* _Instructions for the task_
Please update every row below by replacing "one point on every instance" with "a single point on each instance" and keeping all other text the same, and leave the pictures out of your answer.

+--

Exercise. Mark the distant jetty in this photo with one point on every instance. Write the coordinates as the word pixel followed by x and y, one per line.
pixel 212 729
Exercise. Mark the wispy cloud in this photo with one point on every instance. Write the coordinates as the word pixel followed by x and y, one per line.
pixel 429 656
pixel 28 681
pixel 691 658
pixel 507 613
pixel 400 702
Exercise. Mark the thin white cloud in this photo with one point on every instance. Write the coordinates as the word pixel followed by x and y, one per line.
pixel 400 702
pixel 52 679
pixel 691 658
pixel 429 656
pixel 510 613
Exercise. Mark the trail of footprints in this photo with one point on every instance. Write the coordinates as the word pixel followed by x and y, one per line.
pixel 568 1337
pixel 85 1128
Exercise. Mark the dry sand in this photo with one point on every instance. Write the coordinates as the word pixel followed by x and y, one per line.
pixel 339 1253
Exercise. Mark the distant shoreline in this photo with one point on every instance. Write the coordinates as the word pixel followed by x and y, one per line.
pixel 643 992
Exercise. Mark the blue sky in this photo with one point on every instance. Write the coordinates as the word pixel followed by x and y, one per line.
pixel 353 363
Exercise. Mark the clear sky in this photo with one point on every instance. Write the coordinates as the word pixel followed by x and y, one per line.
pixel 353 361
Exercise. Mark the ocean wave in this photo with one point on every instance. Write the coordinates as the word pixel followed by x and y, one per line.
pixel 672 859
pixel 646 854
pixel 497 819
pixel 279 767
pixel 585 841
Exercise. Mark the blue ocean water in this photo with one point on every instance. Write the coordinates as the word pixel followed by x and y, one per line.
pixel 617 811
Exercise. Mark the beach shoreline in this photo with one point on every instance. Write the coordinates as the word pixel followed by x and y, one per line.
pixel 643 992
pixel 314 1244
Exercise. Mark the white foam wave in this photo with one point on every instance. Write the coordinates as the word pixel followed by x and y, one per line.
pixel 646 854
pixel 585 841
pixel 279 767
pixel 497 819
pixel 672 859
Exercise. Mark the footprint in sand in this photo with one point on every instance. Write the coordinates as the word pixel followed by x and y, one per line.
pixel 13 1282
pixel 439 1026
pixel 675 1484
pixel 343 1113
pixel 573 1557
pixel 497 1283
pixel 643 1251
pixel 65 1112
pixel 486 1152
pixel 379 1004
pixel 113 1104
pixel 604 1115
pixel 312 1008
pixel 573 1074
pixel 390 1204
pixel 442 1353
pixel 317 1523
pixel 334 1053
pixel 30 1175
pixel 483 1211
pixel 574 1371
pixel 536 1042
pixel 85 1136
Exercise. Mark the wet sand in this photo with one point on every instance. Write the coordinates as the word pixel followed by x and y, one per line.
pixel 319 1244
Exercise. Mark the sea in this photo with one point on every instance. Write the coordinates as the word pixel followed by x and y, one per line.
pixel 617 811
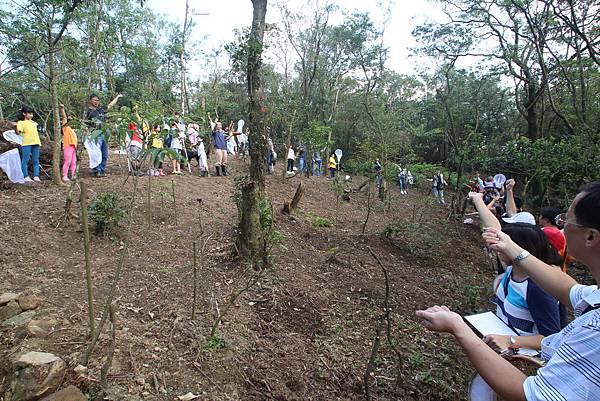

+--

* _Solution_
Exercise. Mark the distant jetty in this photo with a single point on each instance. Write the coordinates as the word pixel followed by x and y, one per line.
pixel 212 729
Exercise. Mark the wispy cloud in this photo with a single point on each instance. Write the coordinates as the word pixel followed by x and y, one per line.
pixel 429 656
pixel 28 681
pixel 691 658
pixel 507 613
pixel 400 702
Exercise. Mark the thin white cloud in this photo with a single point on each instance. Write the coordinates as the word pixel followed by x and y, one per line.
pixel 400 702
pixel 52 679
pixel 691 658
pixel 429 656
pixel 510 613
Exercise. Mark the trail of footprints in this photo with a single point on each instance. Write the coordinates as the word pixel followed by x and y, one per line.
pixel 568 1337
pixel 85 1128
Exercise. Mark the dry sand in this photo with a single point on each instance. Write the coordinates as the word pixel followed by x and y, one per line.
pixel 339 1253
Exercise. Mark the distant shoreline in this photo with a single point on each instance. Write the coordinates as the word pixel followed by x and y, one per line.
pixel 643 992
Exercise. Mark the blue sky in this photo with a single point on each instance. Write the coordinates as the word pixel followed by x and y, one per line.
pixel 353 363
Exercise. Mark the clear sky in this photo with a single point on each instance. Write the coordinates as the word pixel followed by x and y, one per line.
pixel 353 361
Exercise. Mark the ocean wave in this photo with a single point on each instance. Write the coordinates as the word pixel followed by x and y, one per line.
pixel 672 859
pixel 646 854
pixel 497 819
pixel 279 767
pixel 585 841
Exercise. Mark the blue ocean water in this photo with a single point on each instance. Write the coordinates as the word pixel followed by x and y, one per line.
pixel 617 811
Exercise. Mark the beach shoreline in this photo with a single point on each instance. Write the coordinates as the word pixel followed by x and y, one per line.
pixel 643 992
pixel 314 1244
Exercise. Mark the white foam wave in this photo with a single point on each instance. Write the coordinates as the word pixel followed by x and y, one per line.
pixel 646 854
pixel 585 841
pixel 279 767
pixel 497 819
pixel 672 859
Exercise. Mark the footprint in sand in this photo with a single point on each instance. Write the coordinates as the word pixel followed by x and y, one per line.
pixel 13 1282
pixel 439 1026
pixel 675 1484
pixel 343 1113
pixel 573 1557
pixel 497 1283
pixel 643 1251
pixel 65 1112
pixel 486 1152
pixel 379 1004
pixel 113 1104
pixel 604 1115
pixel 312 1008
pixel 573 1074
pixel 390 1204
pixel 442 1353
pixel 317 1523
pixel 334 1053
pixel 30 1175
pixel 483 1211
pixel 574 1371
pixel 536 1042
pixel 85 1136
Exercise. Mark the wet sand in this photo with a single point on each instance. Write the coordinates as the word pixel followed by x and y, one per line.
pixel 319 1244
Exercise. Mark the sea in this photo with a single point on each instance. Write the coordinates as the word pixel followed by x and y, one per line.
pixel 617 811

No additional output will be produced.